Page extract:
■ ■ ■ ■

I want to celebrate the subjectivity of the accounts of the resurrection.
We can have no objective record of that moment in the tomb when death turned to life. The body was sealed away in rock cave, with no video cameras or witnesses present.
There have been attempts to find scientific evidence by analysing the Shroud of Turin, believed by some to have been what covered Jesus’ body, and which appears to show a kind of photographic negative of his face. The Shroud of Turin website to which I was visitor number 5,478,145, said in its introductory paragraph that after hundreds of thousands of hours of scientific investigation, the controversy still rages. The conclusions of a 1978 study said that the image was not produced by paint, but could give no indication of how it was produced.
Whatever evidence might be found, sceptics would always find ways of throwing doubt upon the interpretation, while people of faith would lean towards belief. The open tomb is viewed as evidence, but different stories were going around about that at the time. The next passage in Matthew’s gospel claims that the guards on the tomb were paid to say that his disciples came in the night and stole his body while they slept. Objective evidence is often co-opted by those who have an agenda.

■ ■ ■ ■

Recorded data:
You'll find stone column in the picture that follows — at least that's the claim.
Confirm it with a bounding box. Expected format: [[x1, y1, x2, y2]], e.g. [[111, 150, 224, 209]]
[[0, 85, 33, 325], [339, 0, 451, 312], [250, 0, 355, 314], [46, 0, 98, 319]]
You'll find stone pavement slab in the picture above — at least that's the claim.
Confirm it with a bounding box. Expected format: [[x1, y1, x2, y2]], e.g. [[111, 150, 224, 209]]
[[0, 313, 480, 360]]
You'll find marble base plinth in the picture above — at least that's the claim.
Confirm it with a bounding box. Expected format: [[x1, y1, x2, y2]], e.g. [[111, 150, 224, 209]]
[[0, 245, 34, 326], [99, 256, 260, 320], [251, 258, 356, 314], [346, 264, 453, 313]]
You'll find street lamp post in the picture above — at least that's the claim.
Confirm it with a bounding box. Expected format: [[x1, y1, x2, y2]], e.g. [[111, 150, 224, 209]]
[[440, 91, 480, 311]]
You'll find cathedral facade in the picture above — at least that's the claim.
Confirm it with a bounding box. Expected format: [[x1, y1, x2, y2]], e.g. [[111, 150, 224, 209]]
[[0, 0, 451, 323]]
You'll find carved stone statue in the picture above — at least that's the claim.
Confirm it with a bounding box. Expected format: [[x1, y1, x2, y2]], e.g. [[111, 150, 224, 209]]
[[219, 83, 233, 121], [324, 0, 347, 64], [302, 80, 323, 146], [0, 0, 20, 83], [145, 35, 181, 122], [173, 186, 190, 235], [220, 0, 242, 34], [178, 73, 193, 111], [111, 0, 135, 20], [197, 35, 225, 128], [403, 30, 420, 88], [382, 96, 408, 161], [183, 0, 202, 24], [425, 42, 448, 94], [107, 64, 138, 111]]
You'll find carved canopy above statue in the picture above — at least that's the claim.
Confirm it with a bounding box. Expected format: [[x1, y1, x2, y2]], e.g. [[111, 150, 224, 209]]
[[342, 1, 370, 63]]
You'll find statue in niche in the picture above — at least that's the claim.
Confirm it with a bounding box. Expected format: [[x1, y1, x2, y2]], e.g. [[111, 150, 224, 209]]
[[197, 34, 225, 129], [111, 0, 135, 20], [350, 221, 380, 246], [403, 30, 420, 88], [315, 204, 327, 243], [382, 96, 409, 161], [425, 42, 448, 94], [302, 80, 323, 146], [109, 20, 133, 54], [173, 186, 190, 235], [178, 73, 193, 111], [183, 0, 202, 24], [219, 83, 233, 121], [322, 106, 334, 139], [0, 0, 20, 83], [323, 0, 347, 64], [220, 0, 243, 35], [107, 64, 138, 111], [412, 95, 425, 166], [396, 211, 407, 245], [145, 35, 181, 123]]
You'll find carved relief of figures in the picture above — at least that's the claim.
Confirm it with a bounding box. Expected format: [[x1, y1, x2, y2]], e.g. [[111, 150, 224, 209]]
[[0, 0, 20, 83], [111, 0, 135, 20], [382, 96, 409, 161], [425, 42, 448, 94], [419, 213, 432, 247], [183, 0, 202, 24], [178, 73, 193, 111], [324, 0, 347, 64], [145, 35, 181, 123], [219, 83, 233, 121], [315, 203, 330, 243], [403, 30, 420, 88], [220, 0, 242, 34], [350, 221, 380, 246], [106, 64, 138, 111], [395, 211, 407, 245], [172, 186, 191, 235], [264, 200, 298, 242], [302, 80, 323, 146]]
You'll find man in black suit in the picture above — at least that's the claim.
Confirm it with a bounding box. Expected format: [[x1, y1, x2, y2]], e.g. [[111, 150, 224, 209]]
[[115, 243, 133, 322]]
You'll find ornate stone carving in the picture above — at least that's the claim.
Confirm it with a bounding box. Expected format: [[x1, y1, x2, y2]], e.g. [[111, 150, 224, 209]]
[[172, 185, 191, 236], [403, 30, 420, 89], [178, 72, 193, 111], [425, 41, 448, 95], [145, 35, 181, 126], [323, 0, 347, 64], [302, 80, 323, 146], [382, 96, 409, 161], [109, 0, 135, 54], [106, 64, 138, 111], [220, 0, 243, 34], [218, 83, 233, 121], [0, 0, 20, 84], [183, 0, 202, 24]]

■ ■ ■ ■

Objective: Type out the portion of the resurrection text above between "There have been" and "it was produced.", inclusive.

Task result:
There have been attempts to find scientific evidence by analysing the Shroud of Turin, believed by some to have been what covered Jesus’ body, and which appears to show a kind of photographic negative of his face. The Shroud of Turin website to which I was visitor number 5,478,145, said in its introductory paragraph that after hundreds of thousands of hours of scientific investigation, the controversy still rages. The conclusions of a 1978 study said that the image was not produced by paint, but could give no indication of how it was produced.